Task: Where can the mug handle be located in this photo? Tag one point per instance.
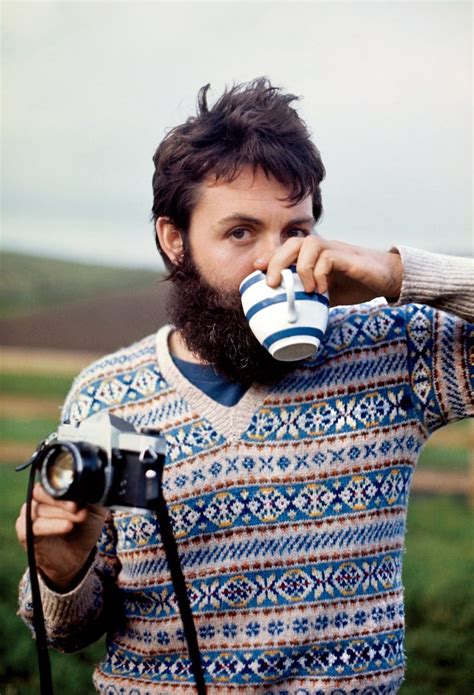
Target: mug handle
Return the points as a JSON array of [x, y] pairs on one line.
[[288, 283]]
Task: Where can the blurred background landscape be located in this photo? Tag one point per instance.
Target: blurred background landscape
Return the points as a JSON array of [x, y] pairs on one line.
[[89, 90], [55, 317]]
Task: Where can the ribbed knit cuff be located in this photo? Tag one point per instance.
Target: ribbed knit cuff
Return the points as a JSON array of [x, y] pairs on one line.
[[443, 281], [62, 608]]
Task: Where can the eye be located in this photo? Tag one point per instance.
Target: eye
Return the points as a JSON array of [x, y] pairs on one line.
[[297, 232], [240, 234]]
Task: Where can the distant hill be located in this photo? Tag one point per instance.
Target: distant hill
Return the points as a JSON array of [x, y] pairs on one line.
[[30, 283], [71, 306]]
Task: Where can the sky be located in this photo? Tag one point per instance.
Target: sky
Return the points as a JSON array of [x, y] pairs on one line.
[[91, 88]]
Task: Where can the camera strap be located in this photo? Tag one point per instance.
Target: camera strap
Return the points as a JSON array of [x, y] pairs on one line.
[[44, 666], [179, 586]]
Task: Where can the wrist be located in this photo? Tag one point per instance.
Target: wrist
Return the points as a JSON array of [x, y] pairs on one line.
[[63, 582], [395, 275]]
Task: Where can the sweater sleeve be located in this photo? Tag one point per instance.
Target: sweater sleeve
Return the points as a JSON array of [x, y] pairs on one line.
[[437, 297], [79, 617], [444, 282]]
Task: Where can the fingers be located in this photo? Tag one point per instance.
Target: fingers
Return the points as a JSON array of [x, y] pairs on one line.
[[284, 256], [50, 517], [41, 496], [315, 258]]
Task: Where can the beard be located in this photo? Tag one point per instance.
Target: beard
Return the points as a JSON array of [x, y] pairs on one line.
[[214, 328]]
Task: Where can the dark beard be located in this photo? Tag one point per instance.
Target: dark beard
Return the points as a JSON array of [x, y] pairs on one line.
[[213, 326]]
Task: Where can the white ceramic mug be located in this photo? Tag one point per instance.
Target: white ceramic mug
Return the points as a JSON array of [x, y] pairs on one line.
[[289, 322]]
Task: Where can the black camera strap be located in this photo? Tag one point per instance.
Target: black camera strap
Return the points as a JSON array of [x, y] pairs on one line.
[[179, 586], [44, 666]]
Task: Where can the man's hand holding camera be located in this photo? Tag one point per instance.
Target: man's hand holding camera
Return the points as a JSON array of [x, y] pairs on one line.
[[65, 535]]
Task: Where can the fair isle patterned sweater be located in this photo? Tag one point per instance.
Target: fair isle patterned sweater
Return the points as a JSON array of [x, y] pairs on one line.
[[289, 510]]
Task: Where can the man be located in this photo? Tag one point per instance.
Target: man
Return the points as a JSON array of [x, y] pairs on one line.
[[287, 485]]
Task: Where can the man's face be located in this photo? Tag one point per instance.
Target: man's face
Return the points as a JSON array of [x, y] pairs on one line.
[[232, 226], [236, 223]]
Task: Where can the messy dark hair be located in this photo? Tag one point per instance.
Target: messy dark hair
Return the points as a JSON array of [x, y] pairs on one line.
[[250, 125]]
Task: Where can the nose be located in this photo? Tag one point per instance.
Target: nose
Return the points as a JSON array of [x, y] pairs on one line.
[[267, 246]]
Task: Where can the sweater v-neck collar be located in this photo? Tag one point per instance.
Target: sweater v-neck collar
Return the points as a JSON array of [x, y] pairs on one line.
[[230, 421]]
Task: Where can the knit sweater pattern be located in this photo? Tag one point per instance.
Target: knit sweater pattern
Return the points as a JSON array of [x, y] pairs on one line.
[[289, 510]]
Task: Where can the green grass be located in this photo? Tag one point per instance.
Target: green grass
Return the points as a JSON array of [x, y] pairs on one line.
[[439, 597], [16, 430], [438, 570], [18, 664], [49, 385], [32, 283], [445, 459]]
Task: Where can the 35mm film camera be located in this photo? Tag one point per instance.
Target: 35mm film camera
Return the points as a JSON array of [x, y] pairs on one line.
[[103, 461]]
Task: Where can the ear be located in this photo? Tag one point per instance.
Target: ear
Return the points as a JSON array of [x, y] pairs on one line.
[[170, 239]]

● ● ● ●

Work item = Scan the material and collect every line that contains "hair".

Result =
Task: Where can the messy dark hair be located in this photo? Tag one point per instance.
Target: messy dark hair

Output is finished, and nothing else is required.